## Stored records
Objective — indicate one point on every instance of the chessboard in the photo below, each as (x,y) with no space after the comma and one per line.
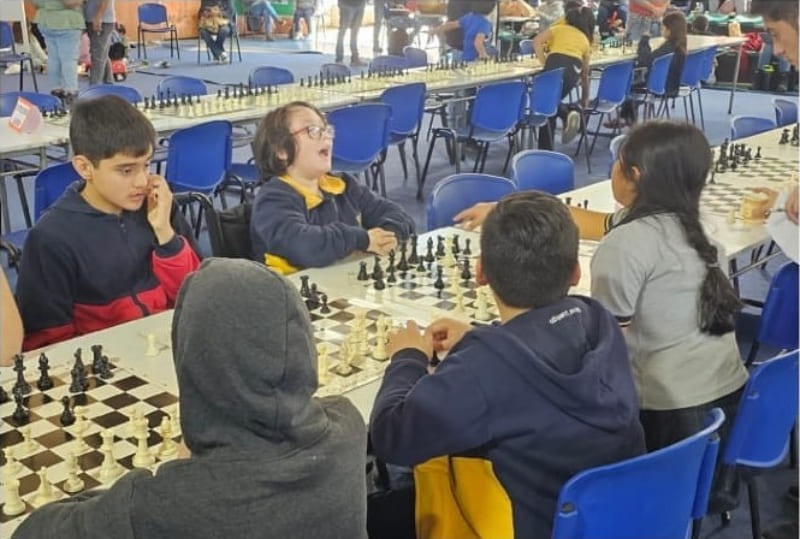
(50,452)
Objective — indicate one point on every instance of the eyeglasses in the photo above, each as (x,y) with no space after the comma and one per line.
(315,132)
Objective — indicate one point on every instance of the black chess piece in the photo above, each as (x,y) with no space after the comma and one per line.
(21,386)
(304,290)
(97,357)
(466,274)
(20,415)
(67,417)
(45,382)
(362,271)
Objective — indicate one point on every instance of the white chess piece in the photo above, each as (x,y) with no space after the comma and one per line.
(152,347)
(45,493)
(12,503)
(73,483)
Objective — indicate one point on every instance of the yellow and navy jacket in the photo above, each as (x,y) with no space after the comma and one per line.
(507,418)
(293,228)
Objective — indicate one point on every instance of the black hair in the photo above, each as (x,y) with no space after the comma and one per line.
(274,136)
(673,160)
(103,127)
(529,249)
(776,10)
(581,18)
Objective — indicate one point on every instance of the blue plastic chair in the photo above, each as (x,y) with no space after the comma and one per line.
(270,76)
(461,191)
(154,16)
(779,316)
(178,85)
(9,55)
(44,102)
(387,62)
(746,126)
(128,93)
(543,170)
(415,57)
(759,436)
(656,495)
(334,70)
(407,102)
(362,136)
(785,111)
(493,116)
(612,91)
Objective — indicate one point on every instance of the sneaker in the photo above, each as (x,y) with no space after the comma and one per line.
(571,126)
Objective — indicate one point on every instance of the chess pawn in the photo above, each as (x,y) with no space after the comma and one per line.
(73,483)
(12,503)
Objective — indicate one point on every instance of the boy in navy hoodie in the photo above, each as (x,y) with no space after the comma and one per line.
(514,410)
(112,248)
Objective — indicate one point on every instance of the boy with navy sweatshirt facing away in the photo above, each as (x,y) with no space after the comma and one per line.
(514,410)
(112,248)
(303,216)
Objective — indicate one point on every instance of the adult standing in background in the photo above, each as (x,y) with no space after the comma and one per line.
(61,22)
(100,19)
(350,14)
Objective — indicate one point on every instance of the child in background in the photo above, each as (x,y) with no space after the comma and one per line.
(305,217)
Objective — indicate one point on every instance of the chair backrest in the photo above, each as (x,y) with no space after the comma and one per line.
(127,93)
(415,57)
(334,70)
(759,436)
(497,106)
(50,184)
(779,316)
(460,191)
(745,126)
(543,170)
(270,76)
(615,81)
(386,62)
(408,106)
(152,14)
(545,92)
(654,495)
(785,111)
(362,131)
(657,78)
(177,85)
(44,102)
(526,46)
(199,156)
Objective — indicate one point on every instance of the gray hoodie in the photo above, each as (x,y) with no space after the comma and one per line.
(268,459)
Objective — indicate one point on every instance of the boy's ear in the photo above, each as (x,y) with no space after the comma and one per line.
(83,167)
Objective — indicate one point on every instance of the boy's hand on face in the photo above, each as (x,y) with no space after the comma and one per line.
(159,208)
(444,333)
(409,337)
(381,241)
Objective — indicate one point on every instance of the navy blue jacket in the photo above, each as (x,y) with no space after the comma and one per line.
(542,397)
(292,228)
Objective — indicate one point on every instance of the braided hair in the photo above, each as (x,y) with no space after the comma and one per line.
(673,160)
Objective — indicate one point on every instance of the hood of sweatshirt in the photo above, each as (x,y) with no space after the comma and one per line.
(572,353)
(245,360)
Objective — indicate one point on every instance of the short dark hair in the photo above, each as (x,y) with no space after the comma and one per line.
(103,127)
(274,136)
(673,160)
(529,249)
(776,10)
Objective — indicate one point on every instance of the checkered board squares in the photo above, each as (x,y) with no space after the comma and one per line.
(765,170)
(108,404)
(333,329)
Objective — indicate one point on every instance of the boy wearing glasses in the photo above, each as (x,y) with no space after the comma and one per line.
(304,217)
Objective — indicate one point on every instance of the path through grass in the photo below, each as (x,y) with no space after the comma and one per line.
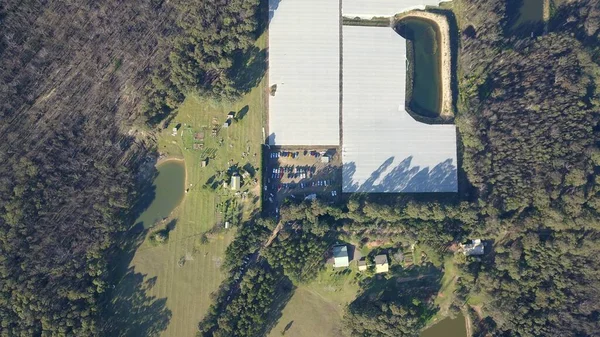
(185,290)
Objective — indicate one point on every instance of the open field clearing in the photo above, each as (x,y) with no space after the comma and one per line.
(317,308)
(156,268)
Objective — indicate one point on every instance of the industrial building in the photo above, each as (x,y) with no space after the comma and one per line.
(304,72)
(384,149)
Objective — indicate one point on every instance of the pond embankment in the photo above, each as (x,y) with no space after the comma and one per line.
(443,29)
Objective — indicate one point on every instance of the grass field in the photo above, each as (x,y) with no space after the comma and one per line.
(178,297)
(317,308)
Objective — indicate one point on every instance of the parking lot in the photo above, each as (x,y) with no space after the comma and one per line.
(300,174)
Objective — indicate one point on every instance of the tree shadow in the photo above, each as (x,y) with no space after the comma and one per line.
(242,113)
(132,312)
(249,67)
(390,177)
(285,291)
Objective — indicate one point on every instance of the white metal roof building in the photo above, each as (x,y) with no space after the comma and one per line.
(368,9)
(304,63)
(384,149)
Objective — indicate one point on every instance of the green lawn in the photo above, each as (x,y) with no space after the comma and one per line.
(317,308)
(179,296)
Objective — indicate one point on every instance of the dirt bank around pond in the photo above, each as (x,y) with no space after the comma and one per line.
(446,61)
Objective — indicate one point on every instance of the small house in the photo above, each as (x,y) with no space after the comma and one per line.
(236,182)
(381,264)
(340,256)
(473,247)
(312,196)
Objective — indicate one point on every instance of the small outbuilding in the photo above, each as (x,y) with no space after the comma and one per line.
(236,182)
(340,256)
(473,247)
(381,264)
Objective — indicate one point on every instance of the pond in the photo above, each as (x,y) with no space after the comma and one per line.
(168,190)
(424,65)
(447,328)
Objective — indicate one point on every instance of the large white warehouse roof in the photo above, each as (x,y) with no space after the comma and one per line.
(304,63)
(384,149)
(368,9)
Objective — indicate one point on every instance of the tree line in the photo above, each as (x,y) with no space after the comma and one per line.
(206,56)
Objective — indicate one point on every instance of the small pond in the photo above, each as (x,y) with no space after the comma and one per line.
(447,328)
(167,192)
(425,65)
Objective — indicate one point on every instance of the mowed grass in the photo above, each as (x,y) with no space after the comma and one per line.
(187,289)
(317,308)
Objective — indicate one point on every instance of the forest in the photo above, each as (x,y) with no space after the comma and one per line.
(527,116)
(80,79)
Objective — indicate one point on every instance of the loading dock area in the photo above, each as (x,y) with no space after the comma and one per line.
(300,174)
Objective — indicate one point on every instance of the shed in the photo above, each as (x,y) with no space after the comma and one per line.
(235,182)
(381,264)
(473,247)
(340,256)
(362,265)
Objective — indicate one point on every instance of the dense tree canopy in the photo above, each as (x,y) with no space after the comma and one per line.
(529,124)
(214,36)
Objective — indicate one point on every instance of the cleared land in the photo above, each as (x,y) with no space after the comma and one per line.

## Given request
Every line should be retyped exactly, with the pictures omitted.

## Reply to the exercise
Objective — indicate one point on every instance of the chessboard in the photo below, each as (x,y) with no space after the comma and one per line.
(50,452)
Objective — indicate one point on every instance of the eyeglasses in the photo above, each as (x,y) with no space after the comma and one per line.
(315,132)
Objective — indicate one point on every instance of the black chess piece in the photo above, each as (x,y) with no space after the comma and one per line.
(21,386)
(304,290)
(97,357)
(466,274)
(20,415)
(67,417)
(45,382)
(362,271)
Objective — indicate one point on every instance of the white chess piece in the photo above, each as (x,y) with no space after the comma and one per line.
(152,347)
(45,493)
(12,503)
(73,483)
Objective — indicate one point on every instance of the yellow and navy jacket in the photo above, each as (x,y) with no space after the comma and one per line.
(507,418)
(293,228)
Objective — indicate one point on every instance of the black hair in the photo above, each as (x,y) with no space after the comma and one per line.
(274,136)
(673,160)
(103,127)
(529,249)
(776,10)
(581,18)
Objective — indicate one point on every instance of the blue plastic chair in the photo above, each as (x,y) with no space after the comma and one per line.
(270,76)
(461,191)
(154,16)
(779,316)
(178,85)
(9,55)
(44,102)
(387,62)
(746,126)
(128,93)
(543,170)
(415,57)
(759,436)
(656,495)
(334,70)
(407,102)
(362,136)
(785,111)
(493,116)
(612,91)
Objective — indicate one point on every instance of the sneaker in the photo above, each as (x,y) with no space after the comma and one per line.
(571,126)
Objective — indicate one point on every instance of the chess pawn in the photo above, each as (x,y) with no space after the comma and one per line.
(73,483)
(12,503)
Objective — indicate one point on every instance of the boy in navy hoodie in the photo above, each as (x,y) with no space after the comma and one per line.
(514,410)
(112,248)
Objective — indicate one point on every instance of the boy with navy sweatshirt facing away in the photo above, each as (x,y) with no space after the comma and one per line.
(514,410)
(112,248)
(303,216)
Objective — indicate one point on every instance of the adult standing in background in the photo above, each as (x,y) with no space after the comma and one per line.
(61,22)
(100,19)
(350,14)
Objective — indicate one point on every instance of the child in background in the photo above, each as (x,y) with no space after the comma and one per line.
(305,217)
Objective — indicate one point on every instance of the chair backrest in the photo above, each as (x,y) with no space after the comma and one per line.
(127,93)
(415,57)
(334,70)
(759,436)
(497,106)
(50,184)
(779,316)
(460,191)
(745,126)
(543,170)
(270,76)
(615,81)
(386,62)
(408,106)
(152,14)
(545,92)
(654,495)
(785,111)
(362,131)
(657,78)
(177,85)
(44,102)
(526,46)
(199,156)
Objective — indicate one point on every instance of the gray hoodie in the photo above, each as (x,y) with no space after the comma and one per line.
(268,459)
Objective — indicate one point on every instance of the boy's ear in the photo above, each as (x,y) with no space after the comma and one per line.
(83,167)
Objective — indicate one point on every instance of the boy's hand on face in the photo above, each as (x,y) with no space after the comma and one per line.
(159,208)
(444,333)
(409,337)
(381,241)
Objective — indicate one point on every instance of the navy blue jacket in the photo above, each as (x,y) with no space after the comma and one per line.
(542,397)
(292,228)
Objective — indicate one point on every instance of the braided hair in the photo above, each as (x,y) with no space after the comma and one per line.
(673,160)
Objective — indicate one point on every instance of the hood of sweatshirt in the photo above, each as (x,y) with no space after the comma and one per line.
(572,353)
(245,360)
Objective — indicate one point on every instance of the short dark hair in the photo above, each as (x,y) with no space after the comma and one per line.
(103,127)
(274,136)
(673,160)
(529,249)
(776,10)
Objective — indicate one point on every instance of the checkered board squares in the photo above, each as (x,y) with no space after the comma and one per line.
(765,170)
(108,404)
(333,329)
Objective — indicate one point on every instance of the boy wearing glasses in the photo above, each as (x,y) with no space after the comma and one per line.
(304,217)
Objective — indicate one point on every instance of the path through grass in the photo below, each as (x,y) with no space after the comma and one per line.
(185,290)
Objective — indicate one point on every instance of the open field clearing in the photo above, each as (x,y) with no space after the comma and one per line.
(317,308)
(156,268)
Objective — indicate one point on every instance of the industrial building in the photo above, each as (x,y) with no space after the comma and one per line.
(304,72)
(384,149)
Objective — indicate one point on every instance of the pond embankment in the photo above, each as (x,y) with no space after the comma and one per line.
(443,29)
Objective — indicate one point on every instance of the grass field in the photo above, each as (x,y) with no space after the comma and one per line.
(178,297)
(317,308)
Objective — indicate one point on every instance of the parking lot in the photo above, each as (x,y) with no space after the comma and one per line.
(300,174)
Objective — indicate one point on every instance of the tree shadow in the photo above, each as (x,y) with no space after the comma and one per line.
(242,113)
(132,312)
(249,67)
(390,177)
(285,291)
Objective — indicate one point on every instance of the white metal roof building in the photo above, each as (x,y) with no space after the comma and one per line.
(368,9)
(304,63)
(384,149)
Objective — indicate one point on every instance of the green lawn in the photo above, each as (x,y) with no space after the comma and one per line.
(317,308)
(179,296)
Objective — indicate one point on every instance of the dirt bank around pond in the photo above, each as (x,y) with no space after the comma and one per line.
(446,61)
Objective — indicate one point on every instance of the small house in the photo above, each as (x,y) with no space after the comma and one per line.
(236,182)
(381,264)
(340,256)
(473,247)
(312,196)
Objective — indicate one point on every instance of the small outbuilding in the photo above, each as (x,y) with no space after the comma and one per line.
(236,182)
(340,256)
(473,247)
(381,264)
Objective — indicate one point on every instance of the pond in the photo above, each as (x,y) with no space after the comma and one per line.
(168,190)
(424,65)
(447,328)
Objective — indicate one point on every instance of the large white warehouse roof in the photo above, each as (x,y) with no space after the comma and one per line.
(304,63)
(384,149)
(368,9)
Objective — indicate one point on every instance of the tree line in the photo above, each as (x,y) with no space after the comma and one per line.
(206,56)
Objective — indicate one point on every instance of the small pond in the photo above, each as (x,y) with no space after the comma and one per line.
(447,328)
(167,192)
(425,65)
Objective — indicate one point on every instance of the mowed grass in the photo above, each as (x,y) with no space after the comma and one per line.
(187,289)
(317,308)
Objective — indicate one point on every instance of the forest in the photo above, each as (x,y) with no space after the comma and one per line.
(527,116)
(80,79)
Objective — indicate one point on every instance of the loading dock area in the photo above, each as (x,y) with no space after the comma and one per line.
(300,174)
Objective — indicate one point on every instance of the shed in the photo above, each as (x,y) with no space after the comma and one per line.
(235,182)
(381,264)
(473,247)
(340,256)
(362,265)
Objective — indicate one point on every instance of the dense tree canopy in the photo above, each as (x,y) with no space after the comma and one per line.
(529,124)
(214,36)
Objective — indicate one point on every instance of the cleared land in the photo above, each as (x,y) with no space after the comma and one per line.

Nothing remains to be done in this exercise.